Text section
§

HashMap performance

carlomilanesi · July 10, 2016, 8:48pm

This issue is about optimizing the performance of counting the occurrences of instances of a collection of u32 values.
Using the Rust standard library, such feature may be implemented as a map to a counter. The Rust standard library has two kinds of maps: std::collections::HashMap and std::collections::BTreeMap.

Using the first one, I wrote the following Rust program:

fn main() {
    let mut m = std::collections::HashMap::<u32, u32>::new();
    for i in 0..200_000_000 {
        *m.entry(i % 100_000).or_insert(0) += 1;
    }
    println!("{}", m[&40000]);
}

It prints “2000”.
If “HashMap” is replaced by “BTreeMap”, an equivalent program is obtained.
Then I wrote the following equivalent C++ program, that uses also a GCC-only library extension, contained in the "__gnu_pbds" namespace:

#include <iostream>
#include <ctime>
#include <map>
#include <unordered_map>
#include <ext/pb_ds/assoc_container.hpp>
using namespace std;

template<typename T>
void f() {
    clock_t start = clock(); 
    T m;
    for (int i = 0; i < 200000000; ++i) {
        auto j = i % 100000;
        auto pos = m.find(j);
        if (pos == m.end()) m[j] = 1;
        else ++pos->second;
    }
    cout << m[40000] << " " << float(clock() - start)
        / CLOCKS_PER_SEC << " s" << endl;    
}
    
int main() {
    f<map<unsigned int, unsigned int>>();
    f<unordered_map<unsigned int, unsigned int>>();
    f<__gnu_pbds::cc_hash_table<unsigned int, unsigned int>>();
}

The running times that I got in one computer are the following ones:

std::collections::HashMap: 8.9 seconds;
std::collections::BTreeMap: 12.6 seconds;
std::map: 20.2 seconds;
std::unordered_map: 2.61 seconds;
__gnu_pbds::cc_hash_table: 0.83 seconds.

It appears that the Rust program using BTreeMap outperforms the C++ program using map (that uses a red-black tree), but it appears also that the fastest Rust program, that is the one that uses HashMap, takes more than 3 times the time taken by the program using unordered_map, and more than 10 times the time taken by the program using cc_hash_table.
To demonstrate that it is not a defect in the test program but an inefficiency of the library, I encapsulated the C++ collections in a C++ library, and then called such library from a Rust program using FFI.

§

Excerpted data

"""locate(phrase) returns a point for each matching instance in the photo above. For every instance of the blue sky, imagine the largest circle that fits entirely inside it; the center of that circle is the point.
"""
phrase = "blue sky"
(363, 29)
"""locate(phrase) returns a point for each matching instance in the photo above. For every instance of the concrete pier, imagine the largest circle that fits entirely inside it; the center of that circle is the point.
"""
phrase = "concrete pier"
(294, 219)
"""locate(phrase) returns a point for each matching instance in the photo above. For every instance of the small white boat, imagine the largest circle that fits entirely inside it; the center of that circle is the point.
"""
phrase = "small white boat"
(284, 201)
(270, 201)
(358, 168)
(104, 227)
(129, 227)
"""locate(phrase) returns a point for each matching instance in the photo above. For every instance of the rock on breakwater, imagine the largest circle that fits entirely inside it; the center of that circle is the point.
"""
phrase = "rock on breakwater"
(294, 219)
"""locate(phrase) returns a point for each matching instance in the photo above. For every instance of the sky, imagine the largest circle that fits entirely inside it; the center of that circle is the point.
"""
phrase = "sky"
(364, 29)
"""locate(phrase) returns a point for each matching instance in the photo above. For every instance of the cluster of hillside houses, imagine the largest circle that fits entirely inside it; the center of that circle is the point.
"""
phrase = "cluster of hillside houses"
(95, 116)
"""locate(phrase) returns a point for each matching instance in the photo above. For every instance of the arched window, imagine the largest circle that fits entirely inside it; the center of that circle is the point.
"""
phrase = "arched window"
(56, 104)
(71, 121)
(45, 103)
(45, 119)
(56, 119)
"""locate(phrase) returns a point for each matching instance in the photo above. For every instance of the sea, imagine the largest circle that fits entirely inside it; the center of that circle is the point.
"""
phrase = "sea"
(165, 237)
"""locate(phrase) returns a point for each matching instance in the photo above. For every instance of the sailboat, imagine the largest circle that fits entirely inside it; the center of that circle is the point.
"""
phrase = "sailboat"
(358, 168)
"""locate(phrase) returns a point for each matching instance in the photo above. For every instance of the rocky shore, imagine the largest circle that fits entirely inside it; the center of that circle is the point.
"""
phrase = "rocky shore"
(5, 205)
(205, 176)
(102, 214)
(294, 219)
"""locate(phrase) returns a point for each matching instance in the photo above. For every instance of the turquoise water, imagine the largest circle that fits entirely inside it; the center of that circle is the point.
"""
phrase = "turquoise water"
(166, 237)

§

Stated task 1
In the HashMap performance post, how long did the program using std::unordered_map take to run?
Stated task 2
Reproduce the HashMap performance post word for word from "HashMap performance" to "std::collections::HashMap and std::collections::BTreeMap.".
The items were taken from a different source than the HashMap performance post.

Task result 1
2.61 seconds.

Task result 2
HashMap performance

carlomilanesi · July 10, 2016, 8:48pm

This issue is about optimizing the performance of counting the occurrences of instances of a collection of u32 values.
Using the Rust standard library, such feature may be implemented as a map to a counter. The Rust standard library has two kinds of maps: std::collections::HashMap and std::collections::BTreeMap.